**Your instructions**
Name every setting that the process management page below lists under "Critical config settings," with the value given for each.

Process management

XMTP SDKs have a few guardrails in place to prevent crashes. However, it's difficult to guarantee 100% uptime for long-running processes. For that reason, we recommend using a process manager like PM2 to ensure proper restart behavior and logging.

Installation

Install PM2 as a dependency:

npm

npm i pm2

Ecosystem config file

Create ecosystem.config.cjs with the following structure:

const path = require("path");
 
const projectRoot = path.resolve(__dirname, "../../..");
 
module.exports = {
  apps: [
    {
      name: "<bot-name>",
      script: "node_modules/.bin/tsx",
      args: "src/index.ts",
      cwd: projectRoot,
      autorestart: true,
      max_memory_restart: "1G",
      error_file: "./logs/pm2-<bot-name>-error.log",
      out_file: "./logs/pm2-<bot-name>-out.log",
      restart_delay: 4000,
      min_uptime: 1000,
      unstable_restarts: 10000, // CRITICAL: Prevents PM2 from stopping restarts
      env: {
        NODE_ENV: "production",
      },
    },
  ],
};

Critical config settings

unstable_restarts: 10000 - REQUIRED. Without this, PM2 will stop restarting if it detects the process as "unstable" (crashing too quickly). This allows PM2 to keep restarting even during rapid crash cycles.
min_uptime: 1000 - Process must run at least 1 second to be considered stable
restart_delay: 4000 - Wait 4 seconds before restarting (prevents rapid restart loops)

Agent code pattern

1. Restart logging (FIRST THING)

Add restart logging as the very first line of code, before any async operations:

Node

// Immediate synchronous log - FIRST THING that runs
console.log(
  `[RESTART] <Bot Name> bot starting - PID: ${process.pid} at ${new Date().toISOString()}`,
);

This log appears immediately when PM2 restarts the process, making it easy to track restarts in logs.

2. Error handlers

Add this error handler after agent creation but before agent.start():

Node

// Handle agent-level unhandled errors
agent.on("unhandledError", (error) => {
  console.error("<Bot Name> bot fatal error:", error);
  if (error instanceof Error) {
    console.error("Error stack:", error.stack);
  }
  console.error("Exiting process - PM2 will restart");
  process.exit(1);
});

Note: Process-level handlers (uncaughtException, unhandledRejection) are typically commented out, as agent.on("unhandledError") handles most cases.

**Available data**
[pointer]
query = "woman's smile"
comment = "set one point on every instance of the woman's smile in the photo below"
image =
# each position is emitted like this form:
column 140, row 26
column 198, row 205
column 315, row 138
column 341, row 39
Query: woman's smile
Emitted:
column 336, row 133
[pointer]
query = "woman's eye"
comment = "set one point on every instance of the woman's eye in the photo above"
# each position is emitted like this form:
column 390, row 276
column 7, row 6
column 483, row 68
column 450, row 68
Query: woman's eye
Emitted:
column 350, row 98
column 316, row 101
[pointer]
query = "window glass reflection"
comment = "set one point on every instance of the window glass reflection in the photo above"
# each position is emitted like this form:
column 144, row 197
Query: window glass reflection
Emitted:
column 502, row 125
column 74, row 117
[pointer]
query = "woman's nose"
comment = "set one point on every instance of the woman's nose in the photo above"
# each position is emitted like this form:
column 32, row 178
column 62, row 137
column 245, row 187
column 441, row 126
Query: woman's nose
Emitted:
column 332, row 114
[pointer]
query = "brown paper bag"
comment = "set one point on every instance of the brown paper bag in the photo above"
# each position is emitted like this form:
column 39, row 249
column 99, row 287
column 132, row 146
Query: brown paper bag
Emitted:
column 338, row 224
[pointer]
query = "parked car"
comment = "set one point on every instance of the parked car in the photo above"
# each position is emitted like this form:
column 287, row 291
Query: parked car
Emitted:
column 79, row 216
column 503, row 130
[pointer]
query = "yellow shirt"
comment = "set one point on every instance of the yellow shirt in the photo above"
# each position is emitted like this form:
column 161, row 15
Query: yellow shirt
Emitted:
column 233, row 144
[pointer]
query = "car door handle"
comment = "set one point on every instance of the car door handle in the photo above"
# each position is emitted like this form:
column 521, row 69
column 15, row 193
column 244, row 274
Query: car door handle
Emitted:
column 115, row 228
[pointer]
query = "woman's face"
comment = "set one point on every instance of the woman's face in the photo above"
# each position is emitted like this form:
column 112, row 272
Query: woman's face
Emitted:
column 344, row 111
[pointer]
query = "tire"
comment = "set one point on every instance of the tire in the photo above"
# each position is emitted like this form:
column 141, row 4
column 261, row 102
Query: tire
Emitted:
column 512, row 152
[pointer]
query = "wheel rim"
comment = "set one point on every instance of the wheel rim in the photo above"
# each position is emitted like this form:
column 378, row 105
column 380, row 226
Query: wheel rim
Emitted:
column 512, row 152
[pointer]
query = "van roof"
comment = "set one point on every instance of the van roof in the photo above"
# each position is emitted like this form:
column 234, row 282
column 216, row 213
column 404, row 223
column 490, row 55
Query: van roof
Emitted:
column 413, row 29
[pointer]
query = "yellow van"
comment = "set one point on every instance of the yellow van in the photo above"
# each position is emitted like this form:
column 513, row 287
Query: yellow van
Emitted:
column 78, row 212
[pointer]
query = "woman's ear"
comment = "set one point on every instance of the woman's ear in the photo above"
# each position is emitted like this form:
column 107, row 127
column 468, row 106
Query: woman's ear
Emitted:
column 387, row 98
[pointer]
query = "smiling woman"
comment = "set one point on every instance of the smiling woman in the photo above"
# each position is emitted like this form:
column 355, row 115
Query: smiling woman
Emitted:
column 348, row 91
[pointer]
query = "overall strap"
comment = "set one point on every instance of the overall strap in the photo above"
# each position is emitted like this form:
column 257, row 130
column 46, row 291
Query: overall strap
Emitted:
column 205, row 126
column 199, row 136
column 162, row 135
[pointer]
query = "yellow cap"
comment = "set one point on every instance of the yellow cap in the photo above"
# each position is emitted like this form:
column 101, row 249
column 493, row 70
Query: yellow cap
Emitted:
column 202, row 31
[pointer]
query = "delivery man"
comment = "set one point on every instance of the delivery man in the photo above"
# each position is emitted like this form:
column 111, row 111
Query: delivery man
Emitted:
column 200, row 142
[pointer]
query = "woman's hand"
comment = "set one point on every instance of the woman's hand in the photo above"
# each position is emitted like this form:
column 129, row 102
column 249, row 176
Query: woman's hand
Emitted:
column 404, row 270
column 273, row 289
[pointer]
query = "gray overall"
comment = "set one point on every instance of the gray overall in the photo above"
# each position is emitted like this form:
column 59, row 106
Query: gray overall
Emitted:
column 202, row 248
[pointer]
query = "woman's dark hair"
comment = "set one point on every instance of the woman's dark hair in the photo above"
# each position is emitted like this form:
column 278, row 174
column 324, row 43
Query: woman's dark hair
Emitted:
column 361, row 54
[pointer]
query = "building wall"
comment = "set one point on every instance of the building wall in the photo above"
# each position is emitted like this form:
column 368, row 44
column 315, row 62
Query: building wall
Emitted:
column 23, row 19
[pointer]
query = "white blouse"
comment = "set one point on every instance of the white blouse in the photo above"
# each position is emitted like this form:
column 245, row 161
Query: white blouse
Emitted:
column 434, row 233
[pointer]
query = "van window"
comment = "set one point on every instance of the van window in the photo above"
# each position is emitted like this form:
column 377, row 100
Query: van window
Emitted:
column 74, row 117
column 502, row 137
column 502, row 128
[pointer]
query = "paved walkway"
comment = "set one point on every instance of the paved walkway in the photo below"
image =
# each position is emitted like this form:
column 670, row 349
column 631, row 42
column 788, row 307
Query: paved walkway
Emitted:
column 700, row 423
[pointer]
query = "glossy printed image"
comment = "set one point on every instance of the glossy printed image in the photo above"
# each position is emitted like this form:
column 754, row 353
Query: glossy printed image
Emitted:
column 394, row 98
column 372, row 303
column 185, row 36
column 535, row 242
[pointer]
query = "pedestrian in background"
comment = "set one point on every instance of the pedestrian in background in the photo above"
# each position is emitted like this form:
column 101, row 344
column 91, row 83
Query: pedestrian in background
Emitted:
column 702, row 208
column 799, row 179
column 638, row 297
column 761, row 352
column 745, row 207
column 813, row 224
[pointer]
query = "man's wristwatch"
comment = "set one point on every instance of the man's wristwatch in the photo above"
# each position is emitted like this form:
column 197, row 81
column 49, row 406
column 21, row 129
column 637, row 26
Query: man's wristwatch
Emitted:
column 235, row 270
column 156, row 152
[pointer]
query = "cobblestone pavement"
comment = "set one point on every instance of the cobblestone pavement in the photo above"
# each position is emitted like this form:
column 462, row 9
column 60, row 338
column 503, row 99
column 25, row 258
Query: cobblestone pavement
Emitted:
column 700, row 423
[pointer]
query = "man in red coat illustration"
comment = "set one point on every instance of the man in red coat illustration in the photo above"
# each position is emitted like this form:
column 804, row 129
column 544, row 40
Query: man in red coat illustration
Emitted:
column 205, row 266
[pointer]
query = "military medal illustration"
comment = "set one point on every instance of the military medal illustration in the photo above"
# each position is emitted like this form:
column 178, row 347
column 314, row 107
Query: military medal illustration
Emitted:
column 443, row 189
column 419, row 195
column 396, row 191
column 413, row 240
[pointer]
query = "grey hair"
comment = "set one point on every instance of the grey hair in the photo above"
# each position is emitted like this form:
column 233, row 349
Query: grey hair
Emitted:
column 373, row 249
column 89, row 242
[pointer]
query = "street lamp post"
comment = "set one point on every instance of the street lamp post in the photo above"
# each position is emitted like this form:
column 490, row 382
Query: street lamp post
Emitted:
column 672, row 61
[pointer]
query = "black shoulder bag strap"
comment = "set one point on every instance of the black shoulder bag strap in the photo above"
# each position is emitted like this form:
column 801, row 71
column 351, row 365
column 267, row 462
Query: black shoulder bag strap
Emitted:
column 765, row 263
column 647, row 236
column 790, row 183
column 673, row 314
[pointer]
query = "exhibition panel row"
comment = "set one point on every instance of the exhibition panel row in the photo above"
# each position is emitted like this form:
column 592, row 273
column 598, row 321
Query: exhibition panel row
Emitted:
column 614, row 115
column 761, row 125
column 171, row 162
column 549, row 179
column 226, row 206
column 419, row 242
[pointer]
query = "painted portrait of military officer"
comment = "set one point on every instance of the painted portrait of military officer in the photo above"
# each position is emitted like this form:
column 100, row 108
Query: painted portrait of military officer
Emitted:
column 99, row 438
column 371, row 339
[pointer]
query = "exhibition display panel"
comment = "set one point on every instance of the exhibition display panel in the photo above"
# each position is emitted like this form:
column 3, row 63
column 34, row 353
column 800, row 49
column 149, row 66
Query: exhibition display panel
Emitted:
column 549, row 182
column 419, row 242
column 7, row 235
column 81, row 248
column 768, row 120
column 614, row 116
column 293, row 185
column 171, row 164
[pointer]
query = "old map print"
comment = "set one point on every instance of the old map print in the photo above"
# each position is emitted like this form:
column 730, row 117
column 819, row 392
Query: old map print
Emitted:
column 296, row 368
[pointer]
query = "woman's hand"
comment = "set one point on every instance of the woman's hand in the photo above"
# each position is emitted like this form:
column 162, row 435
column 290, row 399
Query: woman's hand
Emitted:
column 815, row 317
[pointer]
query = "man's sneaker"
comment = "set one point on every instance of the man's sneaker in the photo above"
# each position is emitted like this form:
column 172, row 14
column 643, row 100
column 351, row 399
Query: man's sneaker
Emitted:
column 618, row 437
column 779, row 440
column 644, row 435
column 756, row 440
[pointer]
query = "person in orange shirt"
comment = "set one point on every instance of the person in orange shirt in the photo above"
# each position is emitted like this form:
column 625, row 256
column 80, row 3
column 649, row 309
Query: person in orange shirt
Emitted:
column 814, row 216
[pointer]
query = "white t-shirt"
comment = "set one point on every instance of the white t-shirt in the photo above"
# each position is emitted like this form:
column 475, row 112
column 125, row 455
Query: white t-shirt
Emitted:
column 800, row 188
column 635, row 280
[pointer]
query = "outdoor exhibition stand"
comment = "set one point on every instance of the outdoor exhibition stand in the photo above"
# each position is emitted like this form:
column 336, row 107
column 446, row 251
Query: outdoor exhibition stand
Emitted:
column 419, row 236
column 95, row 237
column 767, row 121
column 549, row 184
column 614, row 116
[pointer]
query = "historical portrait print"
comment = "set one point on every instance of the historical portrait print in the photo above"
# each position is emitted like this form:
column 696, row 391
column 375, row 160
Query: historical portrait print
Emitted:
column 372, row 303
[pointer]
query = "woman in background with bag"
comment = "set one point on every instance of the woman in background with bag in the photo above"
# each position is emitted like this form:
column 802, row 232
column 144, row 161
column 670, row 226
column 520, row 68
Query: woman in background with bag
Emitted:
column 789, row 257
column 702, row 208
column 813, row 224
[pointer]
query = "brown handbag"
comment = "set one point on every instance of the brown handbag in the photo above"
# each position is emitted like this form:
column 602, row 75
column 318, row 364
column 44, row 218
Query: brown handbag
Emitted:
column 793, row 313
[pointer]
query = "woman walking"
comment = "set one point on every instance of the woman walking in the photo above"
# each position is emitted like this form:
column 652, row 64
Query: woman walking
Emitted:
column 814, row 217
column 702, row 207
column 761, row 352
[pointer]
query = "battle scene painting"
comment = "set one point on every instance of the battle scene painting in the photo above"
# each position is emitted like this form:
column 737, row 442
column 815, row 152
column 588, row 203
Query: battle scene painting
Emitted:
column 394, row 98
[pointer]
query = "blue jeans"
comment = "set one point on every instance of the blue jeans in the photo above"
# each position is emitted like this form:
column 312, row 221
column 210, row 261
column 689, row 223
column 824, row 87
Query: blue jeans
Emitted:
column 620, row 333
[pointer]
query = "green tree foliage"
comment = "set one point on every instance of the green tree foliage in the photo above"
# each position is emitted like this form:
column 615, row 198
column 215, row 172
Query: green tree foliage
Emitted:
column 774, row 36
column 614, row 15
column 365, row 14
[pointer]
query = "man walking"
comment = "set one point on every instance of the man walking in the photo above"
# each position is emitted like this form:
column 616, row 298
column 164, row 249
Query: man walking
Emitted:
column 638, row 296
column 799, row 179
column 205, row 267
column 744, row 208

**Answer to the exercise**
- unstable_restarts: 10000
- min_uptime: 1000
- restart_delay: 4000